- [Provided information]
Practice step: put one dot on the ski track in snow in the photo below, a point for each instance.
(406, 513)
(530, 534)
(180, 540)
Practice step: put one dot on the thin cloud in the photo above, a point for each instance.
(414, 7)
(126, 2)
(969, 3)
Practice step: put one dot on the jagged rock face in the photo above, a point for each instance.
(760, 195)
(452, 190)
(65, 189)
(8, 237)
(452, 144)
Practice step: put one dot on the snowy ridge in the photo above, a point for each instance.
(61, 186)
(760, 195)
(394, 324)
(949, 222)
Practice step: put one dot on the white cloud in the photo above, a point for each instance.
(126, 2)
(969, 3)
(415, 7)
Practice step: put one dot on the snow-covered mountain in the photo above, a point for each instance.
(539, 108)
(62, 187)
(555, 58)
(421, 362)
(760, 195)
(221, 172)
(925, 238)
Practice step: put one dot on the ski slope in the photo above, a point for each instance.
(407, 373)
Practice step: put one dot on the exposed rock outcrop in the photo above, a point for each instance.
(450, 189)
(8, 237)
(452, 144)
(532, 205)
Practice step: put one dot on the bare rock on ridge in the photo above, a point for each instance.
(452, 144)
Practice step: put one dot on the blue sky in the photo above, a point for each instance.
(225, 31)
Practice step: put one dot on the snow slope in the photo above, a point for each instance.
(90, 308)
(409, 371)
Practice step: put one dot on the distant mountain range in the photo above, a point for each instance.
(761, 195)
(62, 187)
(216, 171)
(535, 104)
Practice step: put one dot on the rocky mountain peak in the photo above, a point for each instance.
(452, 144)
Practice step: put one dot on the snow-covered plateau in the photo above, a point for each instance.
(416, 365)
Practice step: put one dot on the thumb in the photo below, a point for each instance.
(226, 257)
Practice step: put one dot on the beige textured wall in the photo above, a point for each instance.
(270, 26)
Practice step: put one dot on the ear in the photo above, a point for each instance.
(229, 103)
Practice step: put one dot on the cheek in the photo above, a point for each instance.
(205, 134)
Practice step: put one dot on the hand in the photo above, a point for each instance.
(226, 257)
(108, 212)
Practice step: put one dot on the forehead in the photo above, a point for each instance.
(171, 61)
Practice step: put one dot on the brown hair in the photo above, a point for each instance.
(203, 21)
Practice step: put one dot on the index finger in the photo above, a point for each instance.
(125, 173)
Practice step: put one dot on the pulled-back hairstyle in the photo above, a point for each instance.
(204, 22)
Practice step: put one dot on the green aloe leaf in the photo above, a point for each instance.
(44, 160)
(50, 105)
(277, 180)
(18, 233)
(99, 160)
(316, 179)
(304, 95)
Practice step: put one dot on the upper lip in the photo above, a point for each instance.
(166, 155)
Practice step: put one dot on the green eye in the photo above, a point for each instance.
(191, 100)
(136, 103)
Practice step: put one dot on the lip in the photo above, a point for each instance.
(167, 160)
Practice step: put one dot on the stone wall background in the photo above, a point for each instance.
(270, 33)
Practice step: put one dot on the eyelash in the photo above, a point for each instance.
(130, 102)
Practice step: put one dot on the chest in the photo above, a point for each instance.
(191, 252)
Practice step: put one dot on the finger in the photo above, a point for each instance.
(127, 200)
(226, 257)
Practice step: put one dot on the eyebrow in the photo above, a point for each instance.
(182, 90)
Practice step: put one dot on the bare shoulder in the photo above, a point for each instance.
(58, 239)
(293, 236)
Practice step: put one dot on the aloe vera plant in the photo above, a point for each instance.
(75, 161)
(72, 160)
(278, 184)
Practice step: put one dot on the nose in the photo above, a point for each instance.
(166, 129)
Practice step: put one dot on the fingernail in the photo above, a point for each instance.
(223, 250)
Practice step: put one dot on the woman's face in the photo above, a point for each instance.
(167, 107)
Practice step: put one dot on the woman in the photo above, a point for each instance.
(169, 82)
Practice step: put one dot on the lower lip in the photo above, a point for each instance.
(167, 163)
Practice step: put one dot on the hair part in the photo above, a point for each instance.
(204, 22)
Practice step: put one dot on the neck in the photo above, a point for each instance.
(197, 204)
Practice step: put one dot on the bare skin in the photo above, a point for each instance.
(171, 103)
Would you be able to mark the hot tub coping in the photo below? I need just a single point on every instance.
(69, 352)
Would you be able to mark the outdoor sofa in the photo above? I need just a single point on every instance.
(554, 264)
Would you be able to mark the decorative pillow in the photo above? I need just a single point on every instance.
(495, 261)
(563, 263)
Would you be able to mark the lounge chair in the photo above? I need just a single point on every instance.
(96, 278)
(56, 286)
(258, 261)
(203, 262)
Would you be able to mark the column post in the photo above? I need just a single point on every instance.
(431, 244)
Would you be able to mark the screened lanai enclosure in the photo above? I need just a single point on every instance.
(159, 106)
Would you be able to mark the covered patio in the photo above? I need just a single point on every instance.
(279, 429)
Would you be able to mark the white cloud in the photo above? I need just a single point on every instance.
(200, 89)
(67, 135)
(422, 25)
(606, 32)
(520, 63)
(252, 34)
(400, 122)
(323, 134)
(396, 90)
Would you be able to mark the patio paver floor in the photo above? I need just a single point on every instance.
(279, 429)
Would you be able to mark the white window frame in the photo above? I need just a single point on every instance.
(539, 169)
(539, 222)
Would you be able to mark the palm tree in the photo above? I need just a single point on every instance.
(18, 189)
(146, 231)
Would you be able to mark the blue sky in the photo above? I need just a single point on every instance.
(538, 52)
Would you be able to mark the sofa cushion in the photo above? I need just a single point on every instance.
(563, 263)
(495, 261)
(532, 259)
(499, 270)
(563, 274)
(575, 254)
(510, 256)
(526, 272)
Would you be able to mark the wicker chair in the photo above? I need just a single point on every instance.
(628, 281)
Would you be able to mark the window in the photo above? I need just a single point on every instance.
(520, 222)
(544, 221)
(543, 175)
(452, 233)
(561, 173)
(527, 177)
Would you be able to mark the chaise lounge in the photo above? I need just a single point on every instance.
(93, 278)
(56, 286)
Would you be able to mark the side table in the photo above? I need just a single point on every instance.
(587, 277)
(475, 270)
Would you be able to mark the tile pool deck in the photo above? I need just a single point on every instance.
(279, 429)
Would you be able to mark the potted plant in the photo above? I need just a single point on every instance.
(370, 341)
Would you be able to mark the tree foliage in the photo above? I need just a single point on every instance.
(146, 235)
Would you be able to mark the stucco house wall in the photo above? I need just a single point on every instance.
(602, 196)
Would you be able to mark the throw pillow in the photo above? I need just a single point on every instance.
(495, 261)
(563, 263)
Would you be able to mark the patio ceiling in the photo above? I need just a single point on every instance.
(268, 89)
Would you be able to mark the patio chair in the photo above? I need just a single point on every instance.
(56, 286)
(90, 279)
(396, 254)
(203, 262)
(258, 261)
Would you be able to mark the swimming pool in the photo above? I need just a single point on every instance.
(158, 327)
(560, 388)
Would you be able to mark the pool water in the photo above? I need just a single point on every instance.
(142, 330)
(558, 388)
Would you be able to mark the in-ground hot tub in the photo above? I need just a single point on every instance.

- [What you are asked to do] Reproduce each record exactly, leaving nothing out.

- [Expected answer]
Practice step: put one dot on the ski track in snow in the photo below, a point for each instance.
(406, 513)
(530, 534)
(180, 540)
Practice step: put one dot on the thin cloud in the photo above, a point for each instance.
(414, 7)
(126, 2)
(969, 3)
Practice step: put one dot on the jagged rock face in the photo above, a point for each instance.
(760, 195)
(452, 190)
(65, 189)
(8, 237)
(452, 144)
Practice step: put one dot on the snowy ridge in the photo above, a point for each instance.
(61, 186)
(760, 195)
(394, 324)
(949, 222)
Practice step: put one dot on the white cloud in the photo above, a point for each instance.
(126, 2)
(969, 3)
(415, 7)
Practice step: put one dot on the snow-covered mountain in the photo above, a point for each instance.
(539, 108)
(62, 187)
(555, 58)
(421, 362)
(760, 195)
(221, 172)
(925, 238)
Practice step: put one dot on the ski slope in the photo above, a point for each instance.
(407, 373)
Practice step: put one dot on the exposed rock outcrop in the photo above, a point for each instance.
(450, 189)
(8, 237)
(452, 144)
(532, 205)
Practice step: put one dot on the bare rock on ridge in the photo above, a point for each instance.
(452, 144)
Practice step: put one dot on the blue sky in the photo above, a point for each instance.
(225, 31)
Practice step: put one dot on the snow slope in the photo above, a point for each instance.
(90, 308)
(409, 371)
Practice step: put one dot on the distant mountain range in the photo above, a point for each instance.
(761, 195)
(62, 187)
(216, 171)
(535, 104)
Practice step: put one dot on the rocky mountain peak in the photo above, a point for each instance.
(452, 144)
Practice step: put one dot on the snow-covered plateau in the photo above, a point for each instance.
(416, 365)
Practice step: put one dot on the thumb in the photo below, a point for each instance.
(226, 257)
Practice step: put one dot on the beige textured wall in the photo above, a point for each instance.
(270, 26)
Practice step: put one dot on the ear in the photo above, a point for each instance.
(229, 103)
Practice step: put one dot on the cheek in the photo above, a point for each instance.
(205, 134)
Practice step: put one dot on the hand in the photo above, a point for each instance.
(226, 257)
(108, 212)
Practice step: put one dot on the forehead in the photo above, a point for each instance.
(171, 61)
Practice step: put one dot on the brown hair in the photo above, a point for each instance.
(203, 21)
Practice step: put one dot on the index finger in the photo above, a point for each instance.
(125, 173)
Practice step: put one dot on the pulled-back hairstyle in the photo above, a point for each instance.
(204, 22)
Practice step: put one dot on the green aloe leaf in the photo above, a point for each instance.
(44, 160)
(50, 105)
(277, 180)
(18, 233)
(99, 160)
(316, 179)
(304, 95)
Practice step: put one dot on the upper lip in the photo above, a point for each instance.
(166, 155)
Practice step: put one dot on the green eye in the photo above, a point for each instance.
(191, 100)
(136, 103)
Practice step: put one dot on the lip in the photo above, a point for each instance.
(167, 160)
Practice step: put one dot on the stone wall background in the photo above, a point for each instance.
(270, 33)
Practice step: put one dot on the eyelash in the photo above, a point for each instance.
(130, 102)
Practice step: put one dot on the chest in the photo above, a point for each instance.
(191, 252)
Practice step: put one dot on the finger in the photo above, a point for each instance.
(127, 200)
(226, 257)
Practice step: put one dot on the eyebrow in the photo above, a point for each instance.
(182, 90)
Practice step: put one dot on the bare shoulder in the photo above, a point for each instance.
(58, 239)
(293, 236)
Practice step: put one dot on the aloe vera plant in the photo above, a point for each instance.
(75, 161)
(72, 160)
(278, 184)
Practice step: put one dot on the nose in the photo above, a point for each instance.
(166, 129)
Practice step: put one dot on the fingernail in the photo above, a point for each instance.
(223, 250)
Practice step: put one dot on the woman's face in the photo above, a point for each instance.
(167, 107)
Practice step: put one dot on the woman in the photo above, a point for each instance.
(169, 82)
Practice step: put one dot on the lower lip in the photo above, a point for each instance.
(167, 163)
Practice step: put one dot on the hair part in the photo above, a point for each instance.
(204, 22)
Practice step: put one dot on the neck in the photo above, a point for each instance.
(197, 204)
Practice step: put one dot on the bare skin in the photo above, a point for each instance.
(171, 103)
Would you be able to mark the hot tub coping in the photo below? I need just a single point on every instance.
(69, 352)
Would you be able to mark the outdoor sofa in the photo above? I need just a single point on every instance.
(554, 264)
Would you be able to mark the decorative pillow in the photo above? I need just a single point on every instance.
(495, 261)
(563, 263)
Would you be able to mark the lounge chair in the photo above? I need just a single point on every instance.
(96, 278)
(56, 286)
(258, 261)
(203, 262)
Would you be able to mark the column post in the photo above? I need just a single point on every instance.
(431, 244)
Would you be able to mark the screened lanai enclosure in the photo above? I need just a single point on every instance.
(159, 106)
Would you be able to mark the covered patio in the photo above? I need just a single point on every instance.
(279, 429)
Would you be able to mark the white cloud in the photo above? I need just a single point on every instance.
(200, 89)
(67, 135)
(422, 25)
(606, 32)
(520, 63)
(252, 34)
(400, 122)
(323, 134)
(396, 90)
Would you be able to mark the patio paver floor in the photo above? I need just a single point on every instance.
(279, 429)
Would you be able to mark the white window frame in the photo above? I need just a single point on every instance.
(539, 169)
(539, 222)
Would you be able to mark the palm tree in the photo above? I need just a single point on every instance.
(18, 189)
(146, 231)
Would you be able to mark the blue sky in the photo above? I need just a single point on every instance.
(538, 52)
Would you be able to mark the sofa cushion in the photo above? I need just a single point on every instance.
(563, 263)
(495, 261)
(532, 259)
(499, 270)
(563, 274)
(575, 254)
(510, 256)
(526, 272)
Would you be able to mark the wicker chair in the photo above? I need just a single point on every instance.
(628, 281)
Would you be able to mark the window in the photo above? I need just a single point on every instance.
(520, 222)
(544, 221)
(543, 175)
(452, 233)
(561, 173)
(527, 177)
Would you be able to mark the chaise lounge in the photo above? I need just a single point on every instance.
(93, 278)
(56, 286)
Would you be able to mark the side table in the photo above? I need just a single point on every instance.
(587, 277)
(475, 270)
Would you be able to mark the tile pool deck in the photo above? I need just a single point on every instance.
(279, 429)
Would you be able to mark the potted plant in the photo above? I need just a single point on every instance.
(370, 341)
Would you be able to mark the tree foliage in the photo above? I need just a single point on every instance.
(146, 235)
Would you be able to mark the stucco house wall in the photo above? I need just a single point on every instance.
(602, 196)
Would you be able to mark the throw pillow in the photo above? I need just a single point on every instance.
(495, 261)
(563, 263)
Would you be able to mark the patio ceiling in the photo above? I need just a single point on every instance.
(268, 89)
Would you be able to mark the patio chair in the photo above? I need just a single point on every instance.
(56, 286)
(90, 279)
(396, 254)
(203, 262)
(258, 261)
Would you be able to mark the swimming pool in the photo above? I need just a single point on every instance.
(158, 327)
(560, 388)
Would you be able to mark the pool water in the photo above? I need just a single point on every instance.
(142, 330)
(558, 388)
Would you be able to mark the in-ground hot tub in the photo above? I need just a single point on every instance.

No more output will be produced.